Passage provided »
^^^^^^^^^^^^^^^^

I got back to work on Friday-only to be greeted by a tornado ( No lie-had to get to the bottom of our building and wait there)……and the news that a co-worker on my floor had committed suicide. Leaving behind a wife and a several children. There is no clear indication why. He seemed to be on a “normal” keel whenever I saw him or was in meetings with him-whatever “normal” really means.
Nonetheless, its a shock. This is the third person that I have known in my life who took his own life. One case was a guy threatened with the end of his naval career, the other was similar to this-a bolt from the blue with no clear indication why. I’ve also known anecdotally , of the case of two others-friends of a friend sort of things-where I knew the person by name only. And of course all of us who served in the Navy-of a certain age-knew of a CNO who put a gun to his chest. I had the unpleasant duty of standing in front of a 150 people at quarters and telling them that piece of news. ( It happened while I was giving out awards and a yeoman brought me the news to the podium).
Besides my own powerful fear of pain, I’ve never understood the incredible emotion that can drive a person to put a weapon to his head, or ingest a medication with full knowledge that what he was doing was ending his life. I’ve been through several very low points of body shaking , bone chilling fear-but never, not ever, did that idea ever cross into my head. I’ve kind of made a pact with myself that no matter what happens to me-I’m going to put one foot in front of the other and press on forward. No matter how much I lose or have lost. I also pray fervently that I never, ever, come to that kind of a cliff.
Furthermore, its also a really sharp reminder, that death is not the end of the world-its just the end of the person who dies. When we are young we tend to think of it as the former, as we grow older we come to realize its just the latter. For most of us-the circle of those who remember will be small, and will quickly diminish as time passes. Now THAT is a depressing thought-and a reminder of how truly unfair some things are in this life.

^^^^^^^^^^^^^^^^

Data provided »
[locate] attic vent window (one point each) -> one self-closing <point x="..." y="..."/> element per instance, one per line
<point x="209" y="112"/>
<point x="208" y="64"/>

^^^^^^^^^^^^^^^^

Task A » Copy the stretch from "Besides my own" through "of a cliff." in the post about the co-worker's death, swapping "pact" for "promise".
Task B »
Based on the post about the co-worker's death, answer yes or no to each statement, quoting the exact words that settle it:
(i) The writer was handing out awards when the news about the CNO was brought to the podium.
(ii) The co-worker left behind a wife but no children.
(iii) The idea of taking their own life came into the writer's head during low points.
Rely only on the post about the co-worker's death, not on the data.

Response box A »
Besides my own powerful fear of pain, I’ve never understood the incredible emotion that can drive a person to put a weapon to his head, or ingest a medication with full knowledge that what he was doing was ending his life. I’ve been through several very low points of body shaking , bone chilling fear-but never, not ever, did that idea ever cross into my head. I’ve kind of made a promise with myself that no matter what happens to me-I’m going to put one foot in front of the other and press on forward. No matter how much I lose or have lost. I also pray fervently that I never, ever, come to that kind of a cliff.

Response box B »
(i) Yes: "It happened while I was giving out awards and a yeoman brought me the news to the podium"
(ii) No: "Leaving behind a wife and a several children."
(iii) No: "but never, not ever, did that idea ever cross into my head."